- [Dataset entries]
_____
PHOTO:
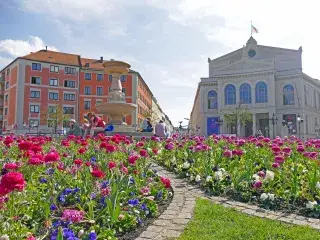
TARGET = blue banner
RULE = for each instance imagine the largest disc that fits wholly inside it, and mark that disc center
(212, 125)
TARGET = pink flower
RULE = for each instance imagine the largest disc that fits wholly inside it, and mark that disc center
(279, 159)
(275, 165)
(132, 159)
(51, 157)
(143, 153)
(111, 165)
(257, 184)
(72, 215)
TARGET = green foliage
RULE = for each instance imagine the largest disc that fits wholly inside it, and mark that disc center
(216, 222)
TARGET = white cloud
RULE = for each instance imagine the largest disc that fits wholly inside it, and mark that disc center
_____
- [Exercise brief] Scan the data above for the word "TARGET", then copy every line that holds it.

- [The completed task]
TARGET = blue banner
TARGET = pink flower
TARGET = green foliage
TARGET = white cloud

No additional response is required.